### [To do]
1. In the drum software thread, translate this sentence into Spanish: "It's very raw sounding compared to the Avatar, Rock Warehouse and Metal Machine packs, which I have."
2. Copy the rows verbatim, from the line containing "search >> wooden footbridge" through the line containing "(702, 13), (723, 181)", with both of those lines included.

### [Passage to read]
_ _ _ _ _ _ _

Is there a stand alone possibility in Superior where I can create my drum tracks EASILY? I find it very much pain in the butt to program tracks in Logic´s Piano Roll. I have EzDrummer 2 and I am stuck in my song writing because I am super lazy to use time for drum programming and also the pre-recorded tracks suit only very seldom. I would upgrade to Superior instantly if there was an easy way to do this. Or if you have other suggestions how to do this, please let me know! Thanks!


----------



## niffnoff

Guitar Pro, import the midi and alter the velocities, quantize (to make things slightly more human and not robot). 

Or make a template with the stock grooves and alter them to taste. Really your only options.


----------



## thedukewestern

I think they have some bugs unfortunately - I recently got the rock warehouse pack and it came with 3 discs... but after the 2nd disc said it was fully installed... ? Curious.. support was unhelpful


----------



## fr4nci2c0

Question about metal foundry vs. bulb avatar pack. Ok so I have the bulb avatar pack and I wonder if I have reached the limitations of it? and should drop cash for metal foundry. The other possibilty is I still suck a fat one at all aspects of recording music and bulb avtar pack can sound really good I just haven't EQd good enough. Thoughts? Opinions?


----------



## illimmigrant

fr4nci2c0 said:


> Question about metal foundry vs. bulb avatar pack. Ok so I have the bulb avatar pack and I wonder if I have reached the limitations of it? and should drop cash for metal foundry. The other possibilty is I still suck a fat one at all aspects of recording music and bulb avtar pack can sound really good I just haven't EQd good enough. Thoughts? Opinions?



I found the Metal Foundry to be quite a bit harder to mix than some of the other packs. It has an inherent sort of "thrashy" production to it that is not super flexible if that's not what you're going for in the first place.
It's very raw sounding compared to the Avatar, Rock Warehouse and Metal Machine packs, which I have.
So if you're using the "bulb" presets because you're not sure if you're mixing the drums correctly, I wouldn't spend the money on the MF kit. The cymbals are pretty awesome on it, but the shells are my least favorite of the packs I own.


----------



## noise in my mind

fr4nci2c0 said:


> Question about metal foundry vs. bulb avatar pack. Ok so I have the bulb avatar pack and I wonder if I have reached the limitations of it? and should drop cash for metal foundry. The other possibilty is I still suck a fat one at all aspects of recording music and bulb avtar pack can sound really good I just haven't EQd good enough. Thoughts? Opinions?



I think it just comes down to preference at this point. I find the avatar kind of thin sounding. I think The bulb preset is a good place to start, but try making some kits from scratch with avatar before throwing down $$$ on metal foundry. Avatar is pretty flexible. trust me the limitations are in your skill (no offense intended), not the avatar kit.

_ _ _ _ _ _ _

### [Exercise materials]
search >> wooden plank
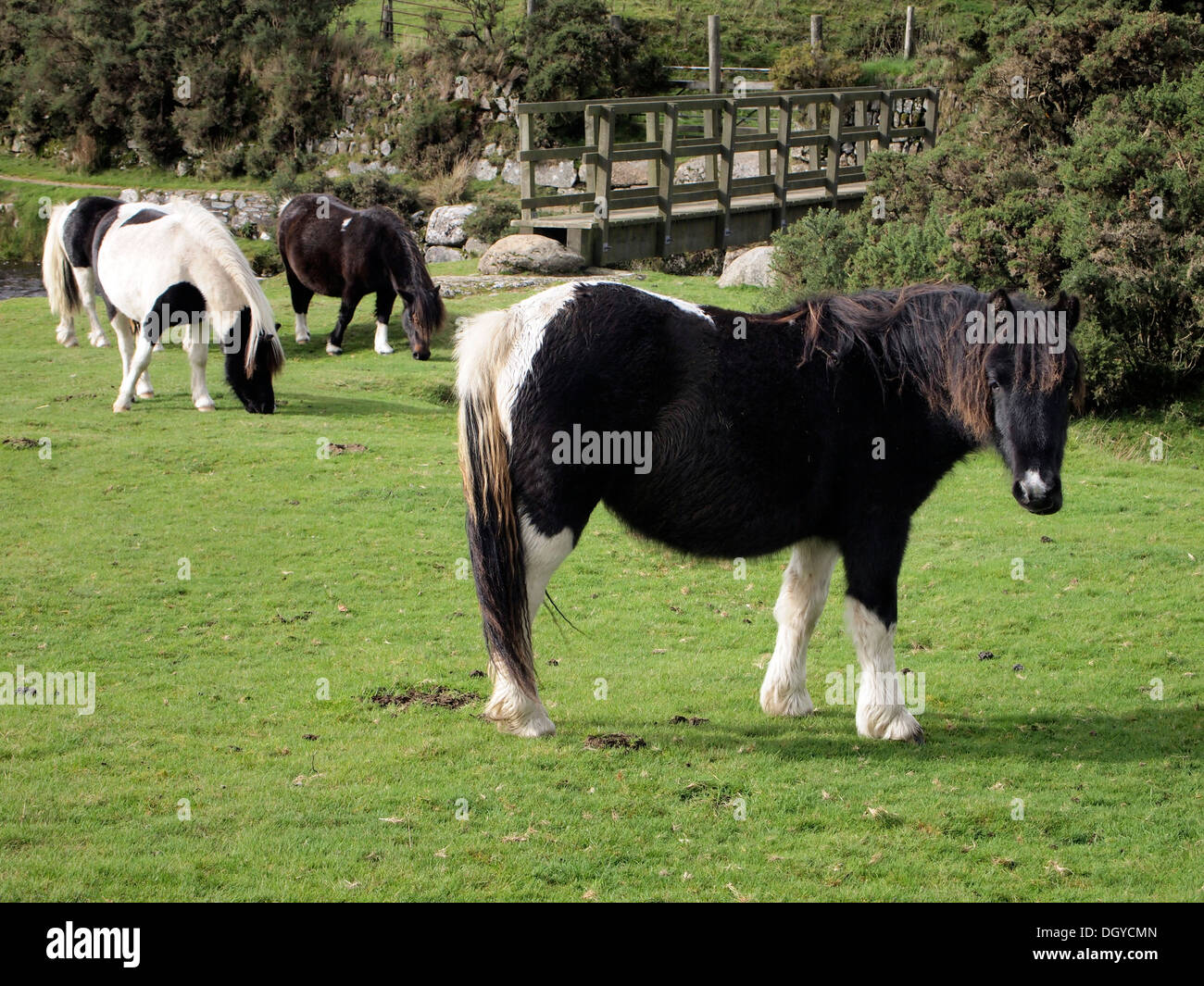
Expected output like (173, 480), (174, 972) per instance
(519, 116), (536, 219)
(825, 94), (844, 206)
(645, 111), (661, 188)
(594, 109), (614, 257)
(756, 106), (778, 175)
(657, 106), (678, 256)
(715, 100), (735, 249)
(773, 99), (794, 229)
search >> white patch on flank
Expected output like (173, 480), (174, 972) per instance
(457, 281), (714, 440)
(844, 596), (923, 739)
(1020, 469), (1048, 498)
(761, 538), (839, 715)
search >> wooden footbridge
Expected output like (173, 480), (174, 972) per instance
(514, 87), (939, 266)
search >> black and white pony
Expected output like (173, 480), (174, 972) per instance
(43, 195), (120, 347)
(457, 283), (1081, 741)
(277, 193), (443, 360)
(44, 200), (284, 414)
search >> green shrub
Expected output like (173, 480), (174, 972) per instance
(770, 44), (861, 89)
(397, 95), (474, 178)
(464, 181), (520, 243)
(774, 7), (1204, 410)
(272, 171), (433, 219)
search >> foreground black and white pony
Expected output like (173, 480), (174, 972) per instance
(62, 200), (284, 414)
(457, 283), (1080, 741)
(277, 193), (443, 360)
(43, 195), (120, 347)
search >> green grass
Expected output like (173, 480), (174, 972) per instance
(0, 276), (1204, 901)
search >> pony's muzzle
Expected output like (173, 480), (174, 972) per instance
(1011, 469), (1062, 514)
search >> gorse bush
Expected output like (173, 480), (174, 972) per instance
(0, 0), (349, 176)
(464, 181), (520, 243)
(774, 8), (1204, 409)
(520, 0), (669, 144)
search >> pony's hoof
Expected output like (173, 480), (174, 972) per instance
(496, 708), (557, 739)
(858, 705), (923, 744)
(761, 689), (815, 718)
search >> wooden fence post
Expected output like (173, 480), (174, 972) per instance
(702, 13), (723, 181)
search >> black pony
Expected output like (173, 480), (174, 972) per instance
(457, 283), (1081, 741)
(277, 193), (443, 360)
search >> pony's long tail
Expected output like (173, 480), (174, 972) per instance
(43, 205), (80, 318)
(457, 309), (536, 697)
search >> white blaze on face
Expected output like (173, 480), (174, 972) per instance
(1020, 469), (1048, 500)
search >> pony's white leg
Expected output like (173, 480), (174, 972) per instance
(71, 268), (108, 349)
(55, 312), (80, 349)
(109, 312), (133, 392)
(846, 596), (923, 742)
(761, 538), (838, 715)
(483, 517), (573, 737)
(184, 321), (213, 410)
(373, 321), (393, 356)
(113, 325), (152, 414)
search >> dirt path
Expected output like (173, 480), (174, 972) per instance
(0, 173), (268, 195)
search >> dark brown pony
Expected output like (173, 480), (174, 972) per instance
(277, 193), (443, 360)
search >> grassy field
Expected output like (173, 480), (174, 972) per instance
(0, 269), (1204, 901)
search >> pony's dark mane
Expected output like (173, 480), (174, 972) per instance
(362, 206), (445, 333)
(754, 283), (1084, 441)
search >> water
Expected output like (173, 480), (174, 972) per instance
(0, 260), (45, 301)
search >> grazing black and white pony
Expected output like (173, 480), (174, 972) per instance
(43, 195), (120, 347)
(457, 281), (1081, 741)
(277, 193), (443, 360)
(56, 200), (284, 414)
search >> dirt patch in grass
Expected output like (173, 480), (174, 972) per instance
(369, 685), (481, 709)
(585, 733), (647, 750)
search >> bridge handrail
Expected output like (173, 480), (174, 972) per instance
(515, 85), (940, 254)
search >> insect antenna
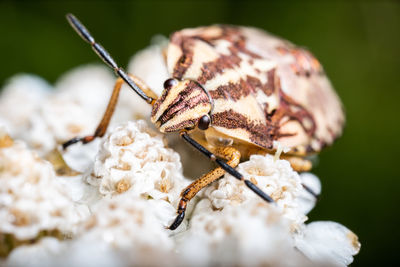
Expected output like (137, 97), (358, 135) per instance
(66, 14), (153, 104)
(181, 132), (274, 203)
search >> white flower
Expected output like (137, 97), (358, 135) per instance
(205, 155), (307, 228)
(296, 221), (361, 266)
(0, 42), (360, 266)
(0, 141), (88, 249)
(87, 121), (189, 204)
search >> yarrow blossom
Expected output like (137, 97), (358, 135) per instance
(0, 42), (360, 266)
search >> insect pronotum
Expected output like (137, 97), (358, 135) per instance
(63, 14), (344, 230)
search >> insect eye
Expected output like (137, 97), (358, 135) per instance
(164, 78), (178, 89)
(197, 115), (211, 130)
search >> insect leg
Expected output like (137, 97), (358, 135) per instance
(62, 74), (157, 149)
(168, 165), (227, 230)
(67, 14), (154, 104)
(181, 132), (274, 197)
(281, 155), (319, 200)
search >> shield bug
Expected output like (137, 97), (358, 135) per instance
(63, 14), (344, 230)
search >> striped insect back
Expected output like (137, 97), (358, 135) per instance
(63, 14), (344, 230)
(167, 26), (344, 155)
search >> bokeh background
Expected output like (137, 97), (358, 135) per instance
(0, 0), (400, 266)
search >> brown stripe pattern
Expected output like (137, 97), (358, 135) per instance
(151, 81), (211, 132)
(164, 25), (344, 153)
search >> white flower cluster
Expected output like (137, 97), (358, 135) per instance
(0, 130), (89, 254)
(0, 40), (360, 266)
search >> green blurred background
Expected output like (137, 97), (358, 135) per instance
(0, 0), (400, 266)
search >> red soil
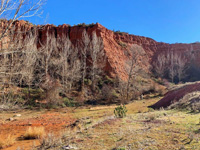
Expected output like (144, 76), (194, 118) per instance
(0, 112), (75, 150)
(150, 82), (200, 109)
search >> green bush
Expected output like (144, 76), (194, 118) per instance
(114, 105), (127, 118)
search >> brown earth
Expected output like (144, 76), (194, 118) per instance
(2, 20), (200, 80)
(0, 110), (75, 150)
(150, 82), (200, 109)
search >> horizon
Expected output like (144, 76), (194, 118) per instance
(25, 0), (200, 44)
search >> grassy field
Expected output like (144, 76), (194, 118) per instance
(0, 99), (200, 150)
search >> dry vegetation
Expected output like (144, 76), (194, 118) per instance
(24, 127), (45, 139)
(0, 134), (16, 149)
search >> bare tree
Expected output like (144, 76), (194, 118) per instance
(80, 30), (90, 91)
(90, 32), (105, 92)
(175, 54), (187, 82)
(123, 44), (146, 103)
(153, 54), (167, 77)
(16, 33), (38, 98)
(57, 35), (80, 92)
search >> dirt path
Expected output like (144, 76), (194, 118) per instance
(0, 110), (75, 150)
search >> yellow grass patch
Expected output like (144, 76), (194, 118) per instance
(24, 127), (45, 139)
(0, 134), (16, 149)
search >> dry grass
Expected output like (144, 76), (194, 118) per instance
(0, 134), (16, 149)
(24, 127), (45, 139)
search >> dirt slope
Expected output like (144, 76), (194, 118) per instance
(1, 20), (200, 80)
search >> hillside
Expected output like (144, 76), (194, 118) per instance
(2, 20), (200, 80)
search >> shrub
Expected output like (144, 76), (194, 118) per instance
(0, 135), (16, 149)
(114, 105), (127, 118)
(38, 134), (62, 149)
(63, 97), (76, 107)
(24, 127), (45, 140)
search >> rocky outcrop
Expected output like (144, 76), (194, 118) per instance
(150, 82), (200, 109)
(1, 20), (200, 80)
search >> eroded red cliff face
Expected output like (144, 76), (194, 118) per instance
(2, 21), (200, 80)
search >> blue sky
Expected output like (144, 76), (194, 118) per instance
(30, 0), (200, 43)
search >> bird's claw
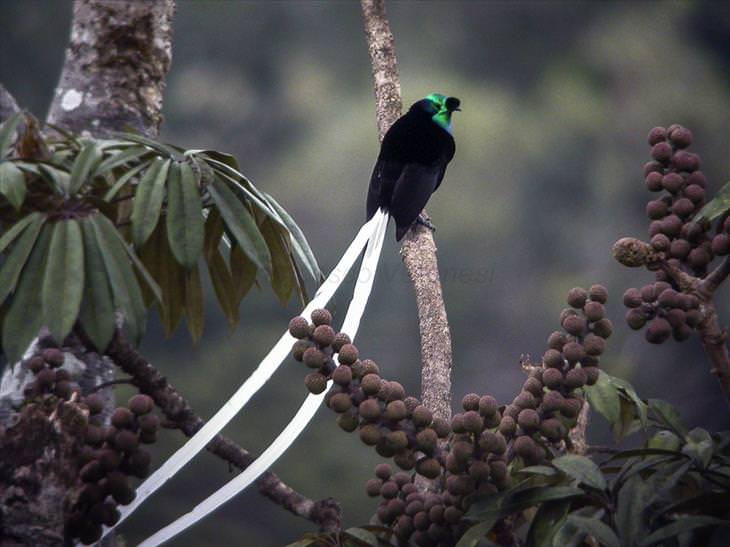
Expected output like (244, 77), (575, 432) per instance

_ _ _ _ _ _ _

### [Solutions]
1. Suena muy crudo en comparación con los paquetes Avatar, Rock Warehouse y Metal Machine, que tengo.

2.
search >> wooden footbridge
Expected output like (173, 480), (174, 972) per instance
(514, 87), (939, 266)
search >> black and white pony
Expected output like (173, 480), (174, 972) per instance
(43, 195), (120, 347)
(457, 283), (1081, 741)
(277, 193), (443, 360)
(44, 200), (284, 414)
search >> green shrub
Expected output like (173, 480), (174, 972) per instance
(770, 44), (861, 89)
(397, 95), (474, 178)
(464, 181), (520, 243)
(774, 7), (1204, 410)
(272, 171), (433, 219)
search >> foreground black and white pony
Expected output like (173, 480), (174, 972) per instance
(62, 200), (284, 414)
(457, 283), (1080, 741)
(277, 193), (443, 360)
(43, 195), (120, 347)
search >> green grass
Expected output like (173, 480), (174, 972) per instance
(0, 276), (1204, 901)
search >> pony's muzzle
Expected output like (173, 480), (174, 972) per instance
(1011, 469), (1062, 514)
search >> gorse bush
Expected output like (173, 480), (174, 972) per instance
(0, 0), (349, 176)
(464, 181), (520, 243)
(774, 8), (1204, 409)
(520, 0), (669, 144)
search >> pony's hoof
Expected output like (173, 480), (174, 972) per instance
(496, 708), (557, 739)
(858, 705), (923, 744)
(761, 689), (815, 718)
search >> wooden fence post
Expected output like (173, 480), (174, 972) per instance
(702, 13), (723, 181)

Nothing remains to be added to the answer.